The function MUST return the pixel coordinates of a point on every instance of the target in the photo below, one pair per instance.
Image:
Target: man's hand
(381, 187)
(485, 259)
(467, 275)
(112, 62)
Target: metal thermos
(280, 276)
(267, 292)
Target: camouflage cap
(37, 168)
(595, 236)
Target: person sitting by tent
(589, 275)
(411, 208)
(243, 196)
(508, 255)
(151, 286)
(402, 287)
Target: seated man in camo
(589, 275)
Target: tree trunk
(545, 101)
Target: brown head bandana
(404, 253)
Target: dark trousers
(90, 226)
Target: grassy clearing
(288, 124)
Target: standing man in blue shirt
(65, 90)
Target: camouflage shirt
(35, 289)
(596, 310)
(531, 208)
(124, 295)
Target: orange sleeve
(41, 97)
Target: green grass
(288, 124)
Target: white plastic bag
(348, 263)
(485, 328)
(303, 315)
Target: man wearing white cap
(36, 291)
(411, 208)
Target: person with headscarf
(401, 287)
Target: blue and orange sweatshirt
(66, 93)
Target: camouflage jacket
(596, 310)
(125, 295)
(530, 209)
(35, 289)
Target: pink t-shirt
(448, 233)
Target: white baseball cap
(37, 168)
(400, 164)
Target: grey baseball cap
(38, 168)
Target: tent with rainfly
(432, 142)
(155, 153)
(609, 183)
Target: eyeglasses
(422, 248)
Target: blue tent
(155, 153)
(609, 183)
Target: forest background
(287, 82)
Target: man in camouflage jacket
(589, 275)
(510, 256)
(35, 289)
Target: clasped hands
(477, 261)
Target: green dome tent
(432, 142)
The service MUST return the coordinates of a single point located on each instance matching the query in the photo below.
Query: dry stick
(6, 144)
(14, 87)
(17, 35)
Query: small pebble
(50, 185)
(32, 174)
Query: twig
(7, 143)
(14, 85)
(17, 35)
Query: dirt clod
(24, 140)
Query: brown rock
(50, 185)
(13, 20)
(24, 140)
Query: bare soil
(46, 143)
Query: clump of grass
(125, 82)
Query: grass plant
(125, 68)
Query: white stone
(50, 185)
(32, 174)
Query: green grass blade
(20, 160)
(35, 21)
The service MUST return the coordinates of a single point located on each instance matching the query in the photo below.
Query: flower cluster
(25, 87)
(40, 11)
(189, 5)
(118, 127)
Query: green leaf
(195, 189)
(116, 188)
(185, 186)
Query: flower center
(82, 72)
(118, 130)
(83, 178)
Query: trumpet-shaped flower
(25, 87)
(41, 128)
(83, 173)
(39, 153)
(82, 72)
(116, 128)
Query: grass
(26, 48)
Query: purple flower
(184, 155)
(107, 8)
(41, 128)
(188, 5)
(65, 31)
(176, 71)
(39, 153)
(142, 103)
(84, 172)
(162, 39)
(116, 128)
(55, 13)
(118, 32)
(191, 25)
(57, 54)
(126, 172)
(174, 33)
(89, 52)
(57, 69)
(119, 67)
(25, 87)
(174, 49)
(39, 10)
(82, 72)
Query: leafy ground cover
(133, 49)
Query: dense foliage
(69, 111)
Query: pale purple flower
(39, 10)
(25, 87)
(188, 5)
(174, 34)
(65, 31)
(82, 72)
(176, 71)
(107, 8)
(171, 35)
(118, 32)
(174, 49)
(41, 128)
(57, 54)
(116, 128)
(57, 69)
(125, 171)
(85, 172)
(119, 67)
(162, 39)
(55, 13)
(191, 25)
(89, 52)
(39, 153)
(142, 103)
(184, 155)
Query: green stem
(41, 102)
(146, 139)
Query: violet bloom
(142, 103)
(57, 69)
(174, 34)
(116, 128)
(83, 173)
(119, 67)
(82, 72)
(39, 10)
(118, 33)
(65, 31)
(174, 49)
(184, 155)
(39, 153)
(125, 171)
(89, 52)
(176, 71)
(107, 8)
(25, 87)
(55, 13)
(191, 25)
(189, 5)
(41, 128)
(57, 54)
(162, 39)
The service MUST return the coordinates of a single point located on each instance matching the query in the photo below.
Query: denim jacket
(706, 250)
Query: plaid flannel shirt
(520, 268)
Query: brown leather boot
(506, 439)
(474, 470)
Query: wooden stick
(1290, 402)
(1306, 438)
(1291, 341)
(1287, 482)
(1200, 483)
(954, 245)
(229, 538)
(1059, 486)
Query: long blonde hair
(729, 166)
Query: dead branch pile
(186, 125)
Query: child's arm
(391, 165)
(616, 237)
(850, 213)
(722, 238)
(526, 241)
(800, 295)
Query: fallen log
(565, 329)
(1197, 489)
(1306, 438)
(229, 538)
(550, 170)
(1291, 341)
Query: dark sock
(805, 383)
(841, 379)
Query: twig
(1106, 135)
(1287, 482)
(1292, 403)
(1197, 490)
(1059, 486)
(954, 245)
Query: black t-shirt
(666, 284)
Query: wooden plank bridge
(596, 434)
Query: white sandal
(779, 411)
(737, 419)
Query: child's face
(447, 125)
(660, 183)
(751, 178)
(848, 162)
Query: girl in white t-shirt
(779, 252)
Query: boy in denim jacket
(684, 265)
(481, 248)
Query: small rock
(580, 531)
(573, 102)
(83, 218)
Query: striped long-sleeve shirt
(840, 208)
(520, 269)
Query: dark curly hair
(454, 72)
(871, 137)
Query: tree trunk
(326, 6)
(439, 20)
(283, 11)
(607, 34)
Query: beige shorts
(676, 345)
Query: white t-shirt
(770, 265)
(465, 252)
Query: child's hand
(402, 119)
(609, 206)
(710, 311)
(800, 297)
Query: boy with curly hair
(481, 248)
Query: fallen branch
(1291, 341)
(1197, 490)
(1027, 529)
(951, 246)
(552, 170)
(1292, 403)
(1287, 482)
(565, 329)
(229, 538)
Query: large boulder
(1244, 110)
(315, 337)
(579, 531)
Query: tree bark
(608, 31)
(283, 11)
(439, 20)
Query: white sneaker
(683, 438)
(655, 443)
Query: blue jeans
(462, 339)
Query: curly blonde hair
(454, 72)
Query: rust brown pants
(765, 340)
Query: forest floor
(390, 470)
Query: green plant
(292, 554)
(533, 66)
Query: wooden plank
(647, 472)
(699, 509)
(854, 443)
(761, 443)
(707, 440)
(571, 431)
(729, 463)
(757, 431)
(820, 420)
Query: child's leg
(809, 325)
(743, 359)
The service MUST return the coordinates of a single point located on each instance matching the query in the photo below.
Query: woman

ACTION ITEM: Output the records in full. Keep every character as it is.

WRITTEN SOLUTION:
The function MUST return the pixel coordinates of a point on every instance of the target in the photo below, one pair per instance.
Image:
Target: man's hand
(381, 187)
(485, 259)
(467, 275)
(112, 62)
Target: metal thermos
(280, 276)
(267, 292)
Target: camouflage cap
(37, 168)
(595, 236)
Target: person sitting by tent
(589, 275)
(411, 208)
(243, 196)
(508, 255)
(151, 286)
(402, 287)
Target: seated man in camo
(589, 275)
Target: tree trunk
(545, 101)
Target: brown head bandana
(404, 253)
Target: dark trousers
(90, 226)
Target: grassy clearing
(288, 124)
Target: standing man in blue shirt
(65, 90)
Target: camouflage shirt
(35, 289)
(596, 310)
(531, 208)
(124, 295)
Target: orange sleeve
(41, 97)
Target: green grass
(288, 124)
Target: white plastic bag
(348, 263)
(485, 328)
(303, 315)
Target: man wearing white cap
(36, 291)
(411, 208)
Target: person with headscarf
(401, 287)
Target: blue and orange sweatshirt
(66, 93)
Target: camouflage jacket
(596, 310)
(125, 295)
(530, 209)
(35, 289)
Target: pink t-shirt
(448, 233)
Target: white baseball cap
(37, 168)
(400, 164)
Target: grey baseball cap
(38, 168)
Target: tent with rainfly
(432, 142)
(155, 153)
(609, 183)
Target: eyeglasses
(422, 248)
Target: blue tent
(155, 153)
(609, 183)
Target: forest background
(287, 82)
Target: man in camouflage jacket
(589, 275)
(510, 256)
(35, 289)
Target: clasped hands
(477, 261)
Target: green dome tent
(432, 142)
The service MUST return the coordinates of a single point located on each instance matching the query in the photo below.
Query: dry stick
(6, 144)
(14, 87)
(17, 35)
Query: small pebble
(50, 185)
(32, 174)
Query: twig
(7, 143)
(14, 85)
(17, 35)
Query: dirt clod
(24, 140)
Query: brown rock
(50, 185)
(13, 20)
(24, 140)
Query: bare soil
(46, 143)
Query: clump of grass
(125, 82)
Query: grass plant
(125, 68)
Query: white stone
(50, 185)
(32, 174)
Query: green grass blade
(20, 160)
(35, 21)
The service MUST return the coordinates of a single point located on each instance matching the query in the photo below.
Query: flower cluster
(25, 87)
(40, 11)
(189, 5)
(118, 127)
Query: green leaf
(195, 189)
(116, 188)
(185, 186)
Query: flower center
(82, 72)
(118, 130)
(83, 178)
Query: trumpet-shaped flower
(25, 87)
(41, 128)
(83, 173)
(39, 153)
(82, 72)
(116, 128)
Query: grass
(26, 48)
Query: purple flower
(184, 155)
(107, 8)
(41, 128)
(188, 5)
(65, 31)
(176, 71)
(39, 153)
(142, 103)
(84, 172)
(162, 39)
(116, 128)
(55, 13)
(118, 32)
(191, 25)
(57, 54)
(126, 172)
(174, 33)
(89, 52)
(57, 69)
(119, 67)
(25, 87)
(174, 49)
(39, 10)
(82, 72)
Query: leafy ground cover
(133, 49)
Query: dense foliage
(69, 111)
Query: pale purple flower
(39, 10)
(25, 87)
(188, 5)
(174, 34)
(65, 31)
(82, 72)
(176, 71)
(107, 8)
(171, 35)
(118, 32)
(174, 49)
(41, 128)
(57, 54)
(116, 128)
(57, 69)
(125, 171)
(85, 172)
(119, 67)
(162, 39)
(55, 13)
(191, 25)
(89, 52)
(39, 153)
(142, 103)
(184, 155)
Query: green stem
(41, 102)
(146, 139)
Query: violet bloom
(142, 103)
(57, 69)
(174, 34)
(116, 128)
(83, 173)
(119, 67)
(82, 72)
(39, 10)
(118, 33)
(65, 31)
(174, 49)
(184, 155)
(39, 153)
(125, 171)
(89, 52)
(176, 71)
(107, 8)
(25, 87)
(55, 13)
(191, 25)
(189, 5)
(41, 128)
(57, 54)
(162, 39)
The service MUST return the coordinates of a single point located on each instance matching the query in the photo below.
Query: denim jacket
(706, 250)
Query: plaid flannel shirt
(520, 268)
Query: brown leather boot
(506, 439)
(474, 470)
Query: wooden stick
(1290, 402)
(1306, 438)
(1291, 341)
(1287, 482)
(1200, 483)
(954, 245)
(229, 538)
(1059, 486)
Query: long blonde hair
(729, 166)
Query: dead branch pile
(186, 125)
Query: child's arm
(391, 165)
(616, 237)
(850, 213)
(722, 238)
(526, 241)
(800, 295)
Query: fallen log
(565, 329)
(1197, 489)
(1306, 438)
(229, 538)
(550, 170)
(1291, 341)
Query: dark sock
(805, 383)
(841, 379)
Query: twig
(1106, 135)
(1287, 482)
(1292, 403)
(1197, 490)
(1059, 486)
(954, 245)
Query: black t-shirt
(666, 284)
Query: wooden plank bridge
(596, 434)
Query: white sandal
(779, 411)
(737, 419)
Query: child's face
(447, 125)
(660, 183)
(751, 178)
(848, 162)
Query: girl in white t-shirt
(779, 252)
Query: boy in denim jacket
(684, 265)
(481, 248)
Query: small rock
(580, 531)
(573, 102)
(83, 218)
Query: striped long-sleeve shirt
(840, 208)
(520, 269)
Query: dark curly hair
(454, 72)
(871, 137)
Query: tree trunk
(326, 6)
(439, 20)
(283, 11)
(607, 34)
Query: beige shorts
(676, 345)
Query: white t-shirt
(770, 265)
(465, 252)
Query: child's hand
(402, 119)
(609, 206)
(710, 311)
(800, 297)
Query: boy with curly hair
(481, 248)
Query: fallen branch
(1291, 341)
(1197, 490)
(1027, 529)
(951, 246)
(552, 170)
(1292, 403)
(1287, 482)
(565, 329)
(229, 538)
Query: large boulder
(1244, 110)
(315, 337)
(579, 531)
Query: tree bark
(608, 31)
(283, 11)
(439, 20)
Query: white sneaker
(683, 438)
(655, 443)
Query: blue jeans
(462, 339)
Query: curly blonde hair
(454, 72)
Query: rust brown pants
(765, 340)
Query: forest floor
(390, 470)
Query: green plant
(292, 554)
(533, 66)
Query: wooden plank
(647, 472)
(699, 509)
(854, 443)
(761, 443)
(707, 440)
(571, 431)
(729, 463)
(757, 431)
(820, 420)
Query: child's leg
(809, 325)
(743, 359)
The service MUST return the coordinates of a single point located on each instance matching the query in the photo below.
Query: woman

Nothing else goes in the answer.